:: Supplied text ::
═══

Magic Knight Rayearth was first released in Japan in 1995, but did not make it to North America until late 1998. In fact this is the very last Saturn game released in North America. What was the cause of this delay? In the manual Working Designs simply states that it took 30 months to fix everything that they wanted to or could fix. Well, that story actually goes back to around 1995 when Working Designs was interested in working with Sony. Bernie Stolar did not like the company or its president Victor Ireland, and quickly shot them down for the rights to Arc the Lad. When Stolar moved from Sony to Sega Working Designs was quick to move back to Sony, since their relationship with Sega soured very quickly. I don’t think they took three years messing around with an already finished game for no reason. Stolar was well known for his dislike of RPGs, especially at Working Designs. Nevertheless, the game was released and sits as a curiousity for a company known for putting as much work into packaging as their actual games.

As a result of this nearly three year delay between releases Rayearth was not reviewed well when it launched. Many criticized the graphics as being akin to an early Saturn 2D game (it was), and the game’s release window (months after the other final Saturn stragglers). But, does this mean the game itself is not worth anybody’s time, or is it just a case of bad timing mixed with a sour relationship?

═══

:: Data shown ::

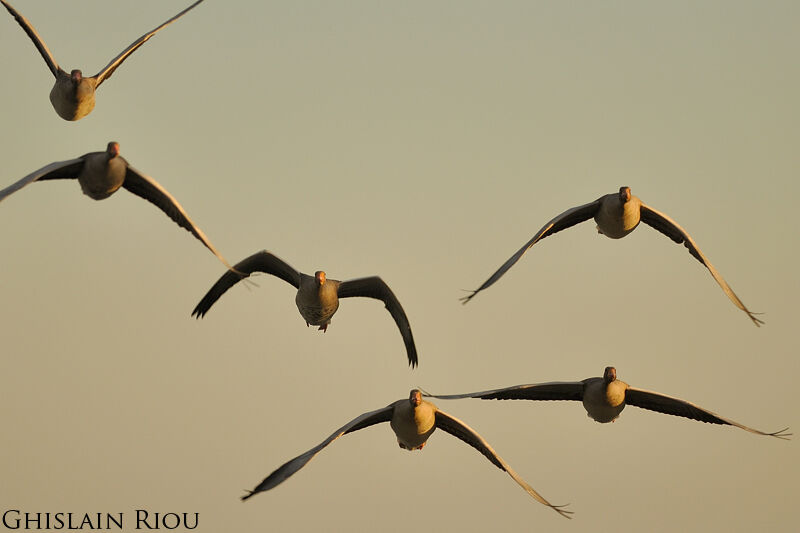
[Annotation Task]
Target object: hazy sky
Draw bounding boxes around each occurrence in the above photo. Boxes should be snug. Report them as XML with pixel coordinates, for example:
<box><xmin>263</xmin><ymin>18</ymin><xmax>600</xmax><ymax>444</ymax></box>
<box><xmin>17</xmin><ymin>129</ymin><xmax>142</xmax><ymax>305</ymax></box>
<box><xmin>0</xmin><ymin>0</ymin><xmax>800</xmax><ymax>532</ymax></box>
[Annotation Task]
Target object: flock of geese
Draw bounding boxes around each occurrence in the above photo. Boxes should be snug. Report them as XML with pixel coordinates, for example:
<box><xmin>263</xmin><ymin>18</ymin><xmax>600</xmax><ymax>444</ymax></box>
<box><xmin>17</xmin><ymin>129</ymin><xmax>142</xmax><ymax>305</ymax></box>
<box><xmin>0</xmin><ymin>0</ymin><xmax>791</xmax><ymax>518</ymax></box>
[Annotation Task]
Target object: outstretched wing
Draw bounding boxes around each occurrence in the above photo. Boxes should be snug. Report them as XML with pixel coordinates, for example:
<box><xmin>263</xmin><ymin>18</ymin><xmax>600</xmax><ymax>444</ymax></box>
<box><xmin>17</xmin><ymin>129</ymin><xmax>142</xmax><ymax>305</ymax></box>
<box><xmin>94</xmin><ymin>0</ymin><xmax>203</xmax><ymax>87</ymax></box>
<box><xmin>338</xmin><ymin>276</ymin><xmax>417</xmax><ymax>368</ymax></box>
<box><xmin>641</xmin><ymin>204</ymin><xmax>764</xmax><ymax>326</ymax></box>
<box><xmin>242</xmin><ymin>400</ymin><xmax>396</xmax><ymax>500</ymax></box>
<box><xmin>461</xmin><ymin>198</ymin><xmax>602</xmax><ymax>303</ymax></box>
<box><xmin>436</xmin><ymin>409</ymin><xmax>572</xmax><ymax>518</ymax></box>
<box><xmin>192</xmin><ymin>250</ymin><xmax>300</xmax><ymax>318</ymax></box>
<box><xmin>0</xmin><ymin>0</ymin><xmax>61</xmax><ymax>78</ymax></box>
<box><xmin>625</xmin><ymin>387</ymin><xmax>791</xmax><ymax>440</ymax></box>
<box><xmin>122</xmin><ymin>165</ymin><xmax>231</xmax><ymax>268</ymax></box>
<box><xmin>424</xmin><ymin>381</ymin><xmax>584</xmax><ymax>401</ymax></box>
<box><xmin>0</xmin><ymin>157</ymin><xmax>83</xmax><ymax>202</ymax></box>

═══

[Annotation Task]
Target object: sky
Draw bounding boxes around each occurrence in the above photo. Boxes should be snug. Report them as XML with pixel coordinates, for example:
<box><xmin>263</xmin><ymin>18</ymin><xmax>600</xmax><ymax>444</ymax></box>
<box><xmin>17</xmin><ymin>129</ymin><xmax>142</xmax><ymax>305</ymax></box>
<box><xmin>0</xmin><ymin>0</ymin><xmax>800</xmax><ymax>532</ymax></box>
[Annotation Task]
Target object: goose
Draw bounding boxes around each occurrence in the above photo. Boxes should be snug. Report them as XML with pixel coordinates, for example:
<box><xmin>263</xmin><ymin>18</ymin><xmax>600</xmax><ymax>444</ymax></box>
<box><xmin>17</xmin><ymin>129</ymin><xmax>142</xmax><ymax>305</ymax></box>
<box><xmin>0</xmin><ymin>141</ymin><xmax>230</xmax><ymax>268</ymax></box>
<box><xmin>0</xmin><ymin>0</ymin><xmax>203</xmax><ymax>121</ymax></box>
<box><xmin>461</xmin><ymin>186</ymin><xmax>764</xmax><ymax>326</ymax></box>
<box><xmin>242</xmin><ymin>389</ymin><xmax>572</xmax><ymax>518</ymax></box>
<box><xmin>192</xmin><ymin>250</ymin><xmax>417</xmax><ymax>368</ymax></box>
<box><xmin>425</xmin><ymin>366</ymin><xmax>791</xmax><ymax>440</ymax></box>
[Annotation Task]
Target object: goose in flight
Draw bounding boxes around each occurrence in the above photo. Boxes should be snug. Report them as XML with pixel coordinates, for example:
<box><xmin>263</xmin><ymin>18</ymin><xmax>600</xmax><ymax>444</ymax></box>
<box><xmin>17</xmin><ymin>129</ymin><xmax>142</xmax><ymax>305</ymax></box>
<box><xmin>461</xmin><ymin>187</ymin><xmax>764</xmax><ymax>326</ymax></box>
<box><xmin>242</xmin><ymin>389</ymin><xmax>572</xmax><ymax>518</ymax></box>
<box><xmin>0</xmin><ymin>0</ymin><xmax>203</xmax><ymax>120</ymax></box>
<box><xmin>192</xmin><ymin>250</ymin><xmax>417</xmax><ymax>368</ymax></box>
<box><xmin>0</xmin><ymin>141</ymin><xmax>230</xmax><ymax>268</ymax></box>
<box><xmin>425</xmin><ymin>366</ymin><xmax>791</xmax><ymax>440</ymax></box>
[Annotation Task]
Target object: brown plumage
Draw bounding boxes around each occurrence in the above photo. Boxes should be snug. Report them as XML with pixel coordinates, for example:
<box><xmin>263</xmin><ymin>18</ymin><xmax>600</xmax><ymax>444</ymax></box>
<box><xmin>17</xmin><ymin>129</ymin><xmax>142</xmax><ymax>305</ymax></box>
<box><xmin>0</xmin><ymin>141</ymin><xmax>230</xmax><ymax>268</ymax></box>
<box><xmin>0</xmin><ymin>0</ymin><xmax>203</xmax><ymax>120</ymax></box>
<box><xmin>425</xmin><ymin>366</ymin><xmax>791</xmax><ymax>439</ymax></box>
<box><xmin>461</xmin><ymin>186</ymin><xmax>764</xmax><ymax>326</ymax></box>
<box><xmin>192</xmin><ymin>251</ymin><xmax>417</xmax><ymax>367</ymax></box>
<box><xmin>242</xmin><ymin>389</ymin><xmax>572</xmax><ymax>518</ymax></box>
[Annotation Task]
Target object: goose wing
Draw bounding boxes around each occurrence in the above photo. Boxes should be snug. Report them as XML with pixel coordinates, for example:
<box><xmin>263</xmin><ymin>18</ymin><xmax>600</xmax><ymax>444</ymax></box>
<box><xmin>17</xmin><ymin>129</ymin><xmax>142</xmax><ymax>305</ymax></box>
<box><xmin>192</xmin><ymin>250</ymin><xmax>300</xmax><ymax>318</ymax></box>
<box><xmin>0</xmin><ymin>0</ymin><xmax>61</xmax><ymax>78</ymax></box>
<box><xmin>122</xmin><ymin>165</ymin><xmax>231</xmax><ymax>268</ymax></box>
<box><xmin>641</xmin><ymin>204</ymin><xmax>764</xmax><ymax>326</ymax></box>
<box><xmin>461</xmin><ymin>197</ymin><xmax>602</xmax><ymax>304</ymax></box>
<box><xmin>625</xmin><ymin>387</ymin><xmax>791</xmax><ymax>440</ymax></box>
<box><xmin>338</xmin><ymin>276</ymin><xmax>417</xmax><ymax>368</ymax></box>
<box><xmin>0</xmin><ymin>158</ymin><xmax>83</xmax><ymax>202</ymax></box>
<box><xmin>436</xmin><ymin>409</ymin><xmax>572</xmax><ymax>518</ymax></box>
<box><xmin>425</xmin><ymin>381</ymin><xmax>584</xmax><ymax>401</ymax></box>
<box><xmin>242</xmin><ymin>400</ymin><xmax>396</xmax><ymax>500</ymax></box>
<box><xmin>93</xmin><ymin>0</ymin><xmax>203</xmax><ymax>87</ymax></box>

═══

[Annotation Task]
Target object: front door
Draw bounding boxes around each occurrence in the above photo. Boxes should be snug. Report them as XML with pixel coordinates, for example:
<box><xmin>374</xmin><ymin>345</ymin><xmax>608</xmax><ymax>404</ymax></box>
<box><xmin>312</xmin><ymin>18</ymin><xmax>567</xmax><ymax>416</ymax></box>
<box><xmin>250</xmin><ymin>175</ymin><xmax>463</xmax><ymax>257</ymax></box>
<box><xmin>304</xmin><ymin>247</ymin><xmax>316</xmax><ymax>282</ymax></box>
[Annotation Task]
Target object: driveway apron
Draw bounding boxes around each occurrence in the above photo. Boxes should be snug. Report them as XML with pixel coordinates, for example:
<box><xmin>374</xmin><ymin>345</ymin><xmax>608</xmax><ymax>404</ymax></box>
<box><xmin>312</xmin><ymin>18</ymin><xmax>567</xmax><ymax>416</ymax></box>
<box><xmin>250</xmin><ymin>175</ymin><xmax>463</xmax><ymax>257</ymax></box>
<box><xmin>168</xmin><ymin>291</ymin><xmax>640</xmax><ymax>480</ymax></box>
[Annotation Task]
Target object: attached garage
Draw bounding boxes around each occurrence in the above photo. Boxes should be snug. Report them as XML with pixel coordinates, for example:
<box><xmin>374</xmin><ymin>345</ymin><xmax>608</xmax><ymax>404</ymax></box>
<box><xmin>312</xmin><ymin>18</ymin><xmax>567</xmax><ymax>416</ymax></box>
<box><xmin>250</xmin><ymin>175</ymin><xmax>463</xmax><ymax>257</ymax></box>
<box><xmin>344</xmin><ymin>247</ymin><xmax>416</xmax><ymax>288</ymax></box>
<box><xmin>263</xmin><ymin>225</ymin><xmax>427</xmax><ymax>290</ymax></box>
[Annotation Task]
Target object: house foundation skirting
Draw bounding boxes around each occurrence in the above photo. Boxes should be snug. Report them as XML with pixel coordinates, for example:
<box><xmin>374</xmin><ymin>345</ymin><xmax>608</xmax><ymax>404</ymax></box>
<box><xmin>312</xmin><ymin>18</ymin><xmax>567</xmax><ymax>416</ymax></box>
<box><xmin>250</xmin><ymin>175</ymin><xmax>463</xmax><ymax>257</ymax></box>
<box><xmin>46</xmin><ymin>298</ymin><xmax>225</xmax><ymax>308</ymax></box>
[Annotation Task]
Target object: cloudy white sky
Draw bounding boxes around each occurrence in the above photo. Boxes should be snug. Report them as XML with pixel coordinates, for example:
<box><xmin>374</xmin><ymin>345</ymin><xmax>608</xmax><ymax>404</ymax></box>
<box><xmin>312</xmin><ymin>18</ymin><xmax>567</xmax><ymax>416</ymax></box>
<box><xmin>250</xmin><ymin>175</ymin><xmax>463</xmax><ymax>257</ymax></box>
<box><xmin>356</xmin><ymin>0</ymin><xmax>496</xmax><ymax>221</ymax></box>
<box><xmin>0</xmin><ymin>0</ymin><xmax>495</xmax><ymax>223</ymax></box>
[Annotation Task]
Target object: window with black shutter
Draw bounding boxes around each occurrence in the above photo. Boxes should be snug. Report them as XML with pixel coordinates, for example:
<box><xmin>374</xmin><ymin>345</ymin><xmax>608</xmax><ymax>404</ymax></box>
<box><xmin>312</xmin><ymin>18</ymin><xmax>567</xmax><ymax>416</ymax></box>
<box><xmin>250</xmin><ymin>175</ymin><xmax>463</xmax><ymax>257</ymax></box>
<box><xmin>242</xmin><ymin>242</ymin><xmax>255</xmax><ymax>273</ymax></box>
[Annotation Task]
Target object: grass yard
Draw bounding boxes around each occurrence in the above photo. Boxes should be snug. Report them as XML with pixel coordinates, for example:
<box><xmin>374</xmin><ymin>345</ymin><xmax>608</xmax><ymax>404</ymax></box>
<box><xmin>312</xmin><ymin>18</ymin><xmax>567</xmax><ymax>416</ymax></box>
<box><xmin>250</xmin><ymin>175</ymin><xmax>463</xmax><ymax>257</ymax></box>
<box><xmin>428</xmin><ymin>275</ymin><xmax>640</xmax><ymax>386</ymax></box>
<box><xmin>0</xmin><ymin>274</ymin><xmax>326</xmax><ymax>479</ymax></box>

═══

:: Problem set ::
**1.** Reproduce the passage about Magic Knight Rayearth's delayed release word for word, from start to end.
**2.** List each line of the records that contains the string "goose". Match case exactly.

:: Solutions for each task ::
**1.**
Magic Knight Rayearth was first released in Japan in 1995, but did not make it to North America until late 1998. In fact this is the very last Saturn game released in North America. What was the cause of this delay? In the manual Working Designs simply states that it took 30 months to fix everything that they wanted to or could fix. Well, that story actually goes back to around 1995 when Working Designs was interested in working with Sony. Bernie Stolar did not like the company or its president Victor Ireland, and quickly shot them down for the rights to Arc the Lad. When Stolar moved from Sony to Sega Working Designs was quick to move back to Sony, since their relationship with Sega soured very quickly. I don’t think they took three years messing around with an already finished game for no reason. Stolar was well known for his dislike of RPGs, especially at Working Designs. Nevertheless, the game was released and sits as a curiousity for a company known for putting as much work into packaging as their actual games.

As a result of this nearly three year delay between releases Rayearth was not reviewed well when it launched. Many criticized the graphics as being akin to an early Saturn 2D game (it was), and the game’s release window (months after the other final Saturn stragglers). But, does this mean the game itself is not worth anybody’s time, or is it just a case of bad timing mixed with a sour relationship?

**2.**
Target object: goose
Target object: goose in flight
Target object: goose wing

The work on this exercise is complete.